Reproduce word for word the lines between those holding "Return the mask of every instance of the beige" and "Return the mask of every instance of the pond", inclusive, and nothing else from the data below.

> _Material for this task_

*** Begin section ***

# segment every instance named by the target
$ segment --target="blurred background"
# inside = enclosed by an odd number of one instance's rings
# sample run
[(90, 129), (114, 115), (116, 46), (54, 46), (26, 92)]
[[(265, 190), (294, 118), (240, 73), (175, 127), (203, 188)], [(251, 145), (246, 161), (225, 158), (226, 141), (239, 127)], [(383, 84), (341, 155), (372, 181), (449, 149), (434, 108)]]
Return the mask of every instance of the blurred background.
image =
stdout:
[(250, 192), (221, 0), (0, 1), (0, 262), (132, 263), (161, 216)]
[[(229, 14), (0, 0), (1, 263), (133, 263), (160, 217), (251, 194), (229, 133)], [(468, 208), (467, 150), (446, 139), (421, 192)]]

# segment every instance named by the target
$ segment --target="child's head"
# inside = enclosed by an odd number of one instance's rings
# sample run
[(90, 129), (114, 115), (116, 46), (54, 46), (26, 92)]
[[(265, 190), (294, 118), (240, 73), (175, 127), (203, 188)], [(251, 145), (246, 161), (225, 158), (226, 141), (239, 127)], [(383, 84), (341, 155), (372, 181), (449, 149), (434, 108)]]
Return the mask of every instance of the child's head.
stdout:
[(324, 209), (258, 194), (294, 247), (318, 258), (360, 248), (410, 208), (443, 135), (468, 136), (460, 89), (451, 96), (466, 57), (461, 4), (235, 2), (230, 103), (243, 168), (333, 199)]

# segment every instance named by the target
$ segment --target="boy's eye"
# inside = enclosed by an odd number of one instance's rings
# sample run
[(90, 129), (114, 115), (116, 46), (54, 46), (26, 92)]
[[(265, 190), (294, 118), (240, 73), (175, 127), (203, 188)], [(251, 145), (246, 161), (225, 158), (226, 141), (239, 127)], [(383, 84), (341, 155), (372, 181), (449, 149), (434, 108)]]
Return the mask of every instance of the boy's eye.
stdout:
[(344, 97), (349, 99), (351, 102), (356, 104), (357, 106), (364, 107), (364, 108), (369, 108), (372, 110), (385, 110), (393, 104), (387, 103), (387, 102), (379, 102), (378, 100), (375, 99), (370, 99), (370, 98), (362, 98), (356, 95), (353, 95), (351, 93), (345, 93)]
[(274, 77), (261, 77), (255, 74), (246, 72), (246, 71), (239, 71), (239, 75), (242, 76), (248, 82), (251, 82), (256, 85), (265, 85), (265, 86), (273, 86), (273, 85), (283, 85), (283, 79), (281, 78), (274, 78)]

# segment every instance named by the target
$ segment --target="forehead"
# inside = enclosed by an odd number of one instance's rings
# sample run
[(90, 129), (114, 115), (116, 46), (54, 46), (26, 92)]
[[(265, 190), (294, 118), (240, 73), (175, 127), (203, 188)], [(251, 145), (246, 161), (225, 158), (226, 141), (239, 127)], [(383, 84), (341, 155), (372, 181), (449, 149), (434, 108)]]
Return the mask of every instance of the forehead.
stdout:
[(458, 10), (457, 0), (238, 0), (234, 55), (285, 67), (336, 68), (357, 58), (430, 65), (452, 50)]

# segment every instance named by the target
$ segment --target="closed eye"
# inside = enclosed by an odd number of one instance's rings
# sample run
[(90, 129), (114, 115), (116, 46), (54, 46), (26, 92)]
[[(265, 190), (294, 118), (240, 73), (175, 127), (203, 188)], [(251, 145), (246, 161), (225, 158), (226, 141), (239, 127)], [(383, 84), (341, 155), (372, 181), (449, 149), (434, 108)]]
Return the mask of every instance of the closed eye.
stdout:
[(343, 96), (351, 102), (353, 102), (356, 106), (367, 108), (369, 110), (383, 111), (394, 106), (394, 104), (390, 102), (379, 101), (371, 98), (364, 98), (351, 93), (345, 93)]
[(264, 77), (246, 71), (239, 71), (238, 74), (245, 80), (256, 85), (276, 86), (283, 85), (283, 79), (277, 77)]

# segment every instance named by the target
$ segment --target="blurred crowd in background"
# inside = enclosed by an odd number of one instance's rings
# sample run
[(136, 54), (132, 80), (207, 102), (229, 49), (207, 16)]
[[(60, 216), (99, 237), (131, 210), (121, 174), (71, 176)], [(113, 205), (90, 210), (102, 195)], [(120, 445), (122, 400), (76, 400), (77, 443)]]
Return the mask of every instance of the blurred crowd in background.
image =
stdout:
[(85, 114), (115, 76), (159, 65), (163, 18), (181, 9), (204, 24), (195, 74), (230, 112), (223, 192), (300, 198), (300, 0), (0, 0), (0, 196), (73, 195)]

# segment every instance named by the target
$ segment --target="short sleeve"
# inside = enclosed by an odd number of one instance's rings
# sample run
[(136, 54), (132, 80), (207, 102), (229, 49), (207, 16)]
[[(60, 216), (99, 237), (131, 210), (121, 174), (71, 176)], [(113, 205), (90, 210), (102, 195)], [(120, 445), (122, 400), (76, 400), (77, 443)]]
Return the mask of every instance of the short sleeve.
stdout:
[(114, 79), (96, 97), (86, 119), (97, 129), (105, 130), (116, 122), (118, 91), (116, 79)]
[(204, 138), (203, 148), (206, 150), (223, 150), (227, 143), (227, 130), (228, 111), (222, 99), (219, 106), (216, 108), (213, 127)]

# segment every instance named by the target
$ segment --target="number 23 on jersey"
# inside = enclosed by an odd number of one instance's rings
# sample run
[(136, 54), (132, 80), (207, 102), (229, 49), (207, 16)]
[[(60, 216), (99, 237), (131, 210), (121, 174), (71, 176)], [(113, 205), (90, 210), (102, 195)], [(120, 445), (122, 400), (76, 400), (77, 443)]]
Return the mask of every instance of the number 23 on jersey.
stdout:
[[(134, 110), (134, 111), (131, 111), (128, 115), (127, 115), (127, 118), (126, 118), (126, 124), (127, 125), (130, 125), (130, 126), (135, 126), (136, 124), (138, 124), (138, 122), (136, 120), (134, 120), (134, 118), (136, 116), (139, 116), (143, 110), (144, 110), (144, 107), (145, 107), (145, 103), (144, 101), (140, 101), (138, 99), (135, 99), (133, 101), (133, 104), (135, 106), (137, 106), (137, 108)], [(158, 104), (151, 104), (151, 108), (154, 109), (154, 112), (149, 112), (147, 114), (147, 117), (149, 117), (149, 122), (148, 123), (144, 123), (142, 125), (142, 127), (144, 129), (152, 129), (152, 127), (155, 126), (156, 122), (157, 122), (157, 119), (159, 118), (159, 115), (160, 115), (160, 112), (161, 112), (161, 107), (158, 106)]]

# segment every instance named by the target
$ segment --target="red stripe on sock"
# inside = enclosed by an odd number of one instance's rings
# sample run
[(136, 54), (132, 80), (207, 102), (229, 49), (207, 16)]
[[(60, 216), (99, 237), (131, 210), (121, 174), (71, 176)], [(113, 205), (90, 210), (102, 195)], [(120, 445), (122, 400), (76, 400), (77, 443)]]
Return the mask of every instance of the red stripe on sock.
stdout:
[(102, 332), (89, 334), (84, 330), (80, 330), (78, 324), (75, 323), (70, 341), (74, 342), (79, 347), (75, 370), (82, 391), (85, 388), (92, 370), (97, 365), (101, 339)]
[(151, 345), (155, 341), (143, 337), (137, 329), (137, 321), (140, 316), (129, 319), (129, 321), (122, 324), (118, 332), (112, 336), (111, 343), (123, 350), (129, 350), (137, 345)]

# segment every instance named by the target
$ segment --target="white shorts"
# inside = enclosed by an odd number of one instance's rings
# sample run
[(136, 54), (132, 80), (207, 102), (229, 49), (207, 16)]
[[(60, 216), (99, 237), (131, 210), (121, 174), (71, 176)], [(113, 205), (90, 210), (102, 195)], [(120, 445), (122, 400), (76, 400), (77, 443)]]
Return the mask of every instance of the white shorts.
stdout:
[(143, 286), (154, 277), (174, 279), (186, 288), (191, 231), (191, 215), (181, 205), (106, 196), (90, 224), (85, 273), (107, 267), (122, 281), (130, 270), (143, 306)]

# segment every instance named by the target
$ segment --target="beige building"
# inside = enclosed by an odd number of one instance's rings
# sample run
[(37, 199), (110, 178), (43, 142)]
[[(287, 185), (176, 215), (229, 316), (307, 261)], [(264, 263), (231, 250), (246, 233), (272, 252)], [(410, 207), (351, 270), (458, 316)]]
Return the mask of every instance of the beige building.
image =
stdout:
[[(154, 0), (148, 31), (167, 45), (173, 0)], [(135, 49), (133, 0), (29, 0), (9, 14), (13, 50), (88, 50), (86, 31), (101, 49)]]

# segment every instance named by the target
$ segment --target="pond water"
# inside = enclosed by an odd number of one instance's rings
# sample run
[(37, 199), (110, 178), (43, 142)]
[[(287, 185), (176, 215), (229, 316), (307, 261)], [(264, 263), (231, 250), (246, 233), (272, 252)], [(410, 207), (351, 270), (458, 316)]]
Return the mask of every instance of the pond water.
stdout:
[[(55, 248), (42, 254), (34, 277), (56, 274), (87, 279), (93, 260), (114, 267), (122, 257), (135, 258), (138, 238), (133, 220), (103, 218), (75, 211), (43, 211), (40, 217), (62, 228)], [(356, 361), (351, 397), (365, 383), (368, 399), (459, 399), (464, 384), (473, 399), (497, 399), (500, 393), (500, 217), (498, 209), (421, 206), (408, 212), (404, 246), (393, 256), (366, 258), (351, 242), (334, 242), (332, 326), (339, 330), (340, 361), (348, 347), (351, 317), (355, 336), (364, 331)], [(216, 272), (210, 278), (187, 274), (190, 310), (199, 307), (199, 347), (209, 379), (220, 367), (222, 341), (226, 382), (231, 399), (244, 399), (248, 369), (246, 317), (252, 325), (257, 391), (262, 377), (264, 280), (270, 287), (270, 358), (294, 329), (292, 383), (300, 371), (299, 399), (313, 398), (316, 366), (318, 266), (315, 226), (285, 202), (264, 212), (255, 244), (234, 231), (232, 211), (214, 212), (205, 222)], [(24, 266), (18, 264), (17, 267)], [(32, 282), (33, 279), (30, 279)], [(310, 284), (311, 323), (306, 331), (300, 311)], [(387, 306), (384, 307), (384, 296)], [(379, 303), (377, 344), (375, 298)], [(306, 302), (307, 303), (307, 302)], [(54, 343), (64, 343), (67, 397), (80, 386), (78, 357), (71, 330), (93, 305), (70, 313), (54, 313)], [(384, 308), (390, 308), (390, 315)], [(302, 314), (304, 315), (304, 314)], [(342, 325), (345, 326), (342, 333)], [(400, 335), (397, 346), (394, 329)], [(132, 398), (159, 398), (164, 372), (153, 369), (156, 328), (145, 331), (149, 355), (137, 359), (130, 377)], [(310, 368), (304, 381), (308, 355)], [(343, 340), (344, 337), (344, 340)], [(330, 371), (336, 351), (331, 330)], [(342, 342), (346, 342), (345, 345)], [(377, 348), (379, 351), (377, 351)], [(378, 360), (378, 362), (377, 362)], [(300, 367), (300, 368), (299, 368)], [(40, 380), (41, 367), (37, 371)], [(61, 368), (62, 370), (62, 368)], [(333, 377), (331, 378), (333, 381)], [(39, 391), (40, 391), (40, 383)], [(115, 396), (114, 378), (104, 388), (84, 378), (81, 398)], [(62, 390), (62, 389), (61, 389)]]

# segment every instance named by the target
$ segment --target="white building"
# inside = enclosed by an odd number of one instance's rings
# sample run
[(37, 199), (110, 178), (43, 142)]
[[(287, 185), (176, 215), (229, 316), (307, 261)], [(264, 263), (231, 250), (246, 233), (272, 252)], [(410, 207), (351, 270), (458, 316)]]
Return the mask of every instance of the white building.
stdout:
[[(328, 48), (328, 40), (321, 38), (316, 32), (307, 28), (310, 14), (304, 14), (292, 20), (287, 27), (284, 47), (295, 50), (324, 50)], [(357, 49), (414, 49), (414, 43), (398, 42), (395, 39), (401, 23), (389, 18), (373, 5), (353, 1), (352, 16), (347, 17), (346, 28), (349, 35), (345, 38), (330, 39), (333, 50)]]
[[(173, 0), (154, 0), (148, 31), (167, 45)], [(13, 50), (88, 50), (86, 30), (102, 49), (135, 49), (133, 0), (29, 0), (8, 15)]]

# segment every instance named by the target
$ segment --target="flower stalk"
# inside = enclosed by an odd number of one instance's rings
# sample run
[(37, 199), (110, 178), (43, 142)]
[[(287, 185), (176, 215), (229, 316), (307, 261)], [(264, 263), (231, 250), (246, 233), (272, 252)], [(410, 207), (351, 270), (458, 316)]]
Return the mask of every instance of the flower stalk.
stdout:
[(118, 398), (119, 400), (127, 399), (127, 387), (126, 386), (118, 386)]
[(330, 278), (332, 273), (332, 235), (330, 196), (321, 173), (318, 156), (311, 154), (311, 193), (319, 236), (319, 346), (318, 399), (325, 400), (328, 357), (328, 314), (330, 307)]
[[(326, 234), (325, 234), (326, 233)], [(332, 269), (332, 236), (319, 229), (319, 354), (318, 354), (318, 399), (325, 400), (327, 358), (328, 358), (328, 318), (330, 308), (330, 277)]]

*** End section ***

> _Output_
Return the mask of every instance of the beige building.
image =
stdout:
[[(154, 0), (148, 31), (167, 45), (173, 0)], [(135, 49), (133, 0), (29, 0), (9, 14), (13, 50), (88, 50), (86, 31), (101, 49)]]

# segment every instance named by the target
$ segment --target="pond water"
# inside = enclosed by an odd number of one instance's rings
# sample run
[(37, 199), (110, 178), (43, 142)]
[[(287, 185), (176, 215), (229, 316), (307, 261)], [(264, 263), (231, 250), (246, 233), (272, 252)], [(410, 207), (351, 270), (458, 316)]]
Return the mask of every instance of the pond water.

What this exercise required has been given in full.